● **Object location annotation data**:
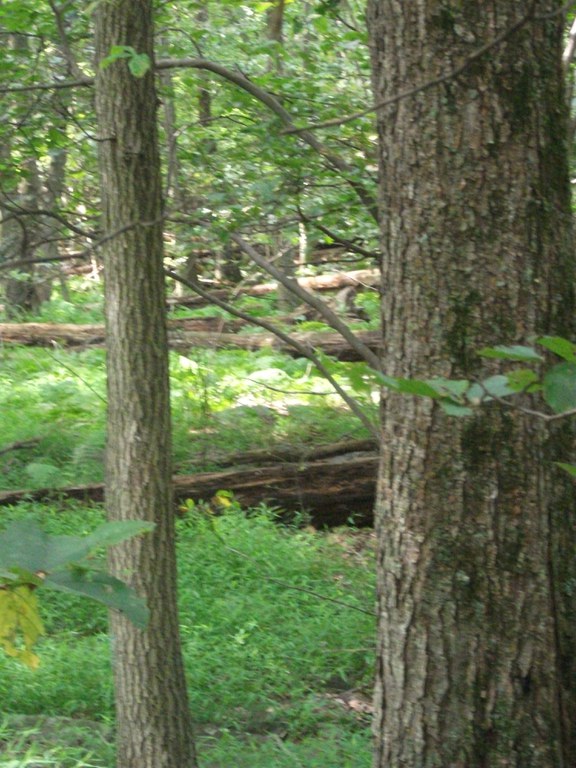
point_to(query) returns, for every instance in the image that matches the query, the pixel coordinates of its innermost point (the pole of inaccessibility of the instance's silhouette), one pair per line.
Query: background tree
(476, 528)
(152, 710)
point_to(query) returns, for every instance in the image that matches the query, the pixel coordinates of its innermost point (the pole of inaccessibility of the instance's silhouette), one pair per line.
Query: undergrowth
(274, 620)
(227, 401)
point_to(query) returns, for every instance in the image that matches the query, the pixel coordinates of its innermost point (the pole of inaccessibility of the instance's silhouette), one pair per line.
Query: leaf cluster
(31, 558)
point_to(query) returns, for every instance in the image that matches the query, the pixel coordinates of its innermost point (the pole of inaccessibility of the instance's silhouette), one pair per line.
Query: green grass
(261, 657)
(264, 660)
(223, 402)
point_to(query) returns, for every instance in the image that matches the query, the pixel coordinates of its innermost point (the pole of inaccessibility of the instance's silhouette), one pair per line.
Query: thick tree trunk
(153, 718)
(476, 528)
(332, 491)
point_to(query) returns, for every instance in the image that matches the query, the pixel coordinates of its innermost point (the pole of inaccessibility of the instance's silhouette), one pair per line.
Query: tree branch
(313, 301)
(425, 86)
(351, 402)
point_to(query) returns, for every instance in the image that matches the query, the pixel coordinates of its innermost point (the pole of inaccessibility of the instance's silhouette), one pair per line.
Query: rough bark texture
(476, 528)
(184, 336)
(330, 491)
(153, 718)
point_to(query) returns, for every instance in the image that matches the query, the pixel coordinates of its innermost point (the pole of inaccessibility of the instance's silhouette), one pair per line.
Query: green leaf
(455, 409)
(560, 387)
(139, 64)
(493, 386)
(117, 52)
(524, 380)
(103, 588)
(515, 352)
(416, 387)
(570, 468)
(558, 345)
(451, 388)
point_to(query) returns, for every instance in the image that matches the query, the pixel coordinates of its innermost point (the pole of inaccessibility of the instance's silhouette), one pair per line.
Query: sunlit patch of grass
(273, 618)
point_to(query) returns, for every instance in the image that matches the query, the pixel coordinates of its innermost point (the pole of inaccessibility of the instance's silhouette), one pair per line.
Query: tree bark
(475, 526)
(153, 718)
(184, 336)
(331, 491)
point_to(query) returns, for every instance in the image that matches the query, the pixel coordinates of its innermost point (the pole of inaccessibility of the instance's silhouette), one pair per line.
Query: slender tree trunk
(476, 527)
(153, 718)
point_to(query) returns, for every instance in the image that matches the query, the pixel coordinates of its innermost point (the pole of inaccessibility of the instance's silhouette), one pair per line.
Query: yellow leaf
(20, 623)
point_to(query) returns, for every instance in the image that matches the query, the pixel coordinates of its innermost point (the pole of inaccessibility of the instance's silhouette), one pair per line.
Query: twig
(301, 348)
(425, 86)
(313, 301)
(20, 444)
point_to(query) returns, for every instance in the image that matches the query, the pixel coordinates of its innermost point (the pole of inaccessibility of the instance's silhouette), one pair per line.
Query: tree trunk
(330, 491)
(476, 663)
(153, 717)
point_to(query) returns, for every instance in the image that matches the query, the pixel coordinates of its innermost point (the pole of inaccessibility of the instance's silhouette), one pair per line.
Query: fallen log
(332, 491)
(182, 338)
(359, 278)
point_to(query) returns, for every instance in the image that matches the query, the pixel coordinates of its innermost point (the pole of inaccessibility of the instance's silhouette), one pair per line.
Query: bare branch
(427, 85)
(301, 348)
(313, 301)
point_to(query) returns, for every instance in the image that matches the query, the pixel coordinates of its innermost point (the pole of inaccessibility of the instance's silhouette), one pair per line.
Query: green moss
(460, 334)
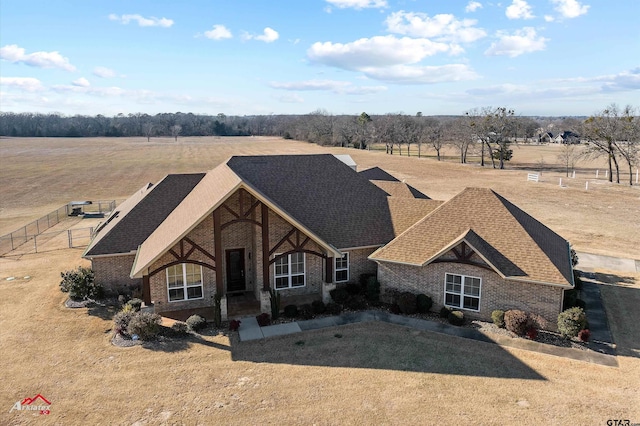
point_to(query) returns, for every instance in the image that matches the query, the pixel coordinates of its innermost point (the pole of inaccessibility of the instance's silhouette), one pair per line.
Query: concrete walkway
(250, 330)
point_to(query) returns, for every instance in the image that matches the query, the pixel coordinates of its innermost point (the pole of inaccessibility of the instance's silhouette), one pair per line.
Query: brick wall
(496, 293)
(113, 272)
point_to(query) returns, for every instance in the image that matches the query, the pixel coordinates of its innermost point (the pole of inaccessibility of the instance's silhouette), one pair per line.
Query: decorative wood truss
(463, 254)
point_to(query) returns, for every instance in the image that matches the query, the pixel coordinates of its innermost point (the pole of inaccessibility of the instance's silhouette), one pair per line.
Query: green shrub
(444, 312)
(179, 329)
(217, 309)
(497, 317)
(145, 324)
(274, 298)
(80, 284)
(306, 311)
(318, 307)
(291, 311)
(121, 320)
(456, 318)
(196, 322)
(516, 321)
(577, 280)
(407, 303)
(136, 304)
(339, 294)
(334, 308)
(424, 303)
(372, 291)
(571, 321)
(356, 303)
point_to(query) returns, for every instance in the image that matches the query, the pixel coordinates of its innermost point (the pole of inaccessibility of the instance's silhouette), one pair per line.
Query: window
(342, 268)
(184, 282)
(461, 291)
(289, 271)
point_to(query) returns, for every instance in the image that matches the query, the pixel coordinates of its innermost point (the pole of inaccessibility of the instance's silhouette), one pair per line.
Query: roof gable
(328, 197)
(136, 218)
(515, 243)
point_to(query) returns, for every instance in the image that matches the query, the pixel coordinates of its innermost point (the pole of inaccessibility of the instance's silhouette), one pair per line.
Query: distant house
(567, 137)
(545, 137)
(302, 224)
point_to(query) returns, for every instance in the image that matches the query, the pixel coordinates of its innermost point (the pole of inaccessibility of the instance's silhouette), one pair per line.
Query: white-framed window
(289, 271)
(184, 282)
(462, 291)
(342, 268)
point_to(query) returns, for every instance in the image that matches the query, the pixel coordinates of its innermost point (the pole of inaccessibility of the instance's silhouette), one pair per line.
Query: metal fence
(34, 231)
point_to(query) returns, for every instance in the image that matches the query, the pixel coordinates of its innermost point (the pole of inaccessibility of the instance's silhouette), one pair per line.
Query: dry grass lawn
(373, 374)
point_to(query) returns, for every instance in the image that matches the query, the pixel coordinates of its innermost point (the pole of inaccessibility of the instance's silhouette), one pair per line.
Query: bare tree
(175, 131)
(147, 130)
(601, 131)
(569, 156)
(432, 133)
(628, 144)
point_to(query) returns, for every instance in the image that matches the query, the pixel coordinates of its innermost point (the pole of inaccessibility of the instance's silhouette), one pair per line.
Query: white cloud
(14, 53)
(104, 72)
(379, 51)
(570, 8)
(142, 21)
(404, 74)
(293, 98)
(81, 82)
(358, 4)
(442, 27)
(27, 84)
(520, 42)
(519, 9)
(219, 32)
(472, 6)
(339, 87)
(269, 35)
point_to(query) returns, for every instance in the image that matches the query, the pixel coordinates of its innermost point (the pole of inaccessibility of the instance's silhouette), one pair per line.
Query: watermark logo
(37, 403)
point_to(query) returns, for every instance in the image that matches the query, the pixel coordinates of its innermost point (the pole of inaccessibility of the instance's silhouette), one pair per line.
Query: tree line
(488, 132)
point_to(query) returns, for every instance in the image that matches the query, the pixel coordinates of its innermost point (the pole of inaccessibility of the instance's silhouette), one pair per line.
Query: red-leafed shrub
(584, 335)
(516, 321)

● **What is being asked**: Pull out each line of the rows above that contains the string "branch", and copy those lines in their original order.

● **Response to the task**:
Query: tree branch
Query: bare branch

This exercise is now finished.